[Records drawn from a dataset]
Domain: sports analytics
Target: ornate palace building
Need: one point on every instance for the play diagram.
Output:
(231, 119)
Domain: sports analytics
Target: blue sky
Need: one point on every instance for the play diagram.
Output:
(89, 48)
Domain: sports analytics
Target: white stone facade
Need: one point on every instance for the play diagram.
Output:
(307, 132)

==

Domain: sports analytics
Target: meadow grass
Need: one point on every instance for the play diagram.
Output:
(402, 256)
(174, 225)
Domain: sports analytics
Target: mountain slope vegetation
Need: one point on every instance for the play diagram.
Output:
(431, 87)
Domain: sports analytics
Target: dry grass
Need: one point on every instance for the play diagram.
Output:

▶ _PROBLEM DETAILS_
Which lines above hold the word "Target"? Copy each of them.

▶ _SOLVED PROBLEM_
Target: ornate palace building
Target: blue sky
Target: white stone facade
Target: meadow grass
Target: mountain slope vegetation
Target: dry grass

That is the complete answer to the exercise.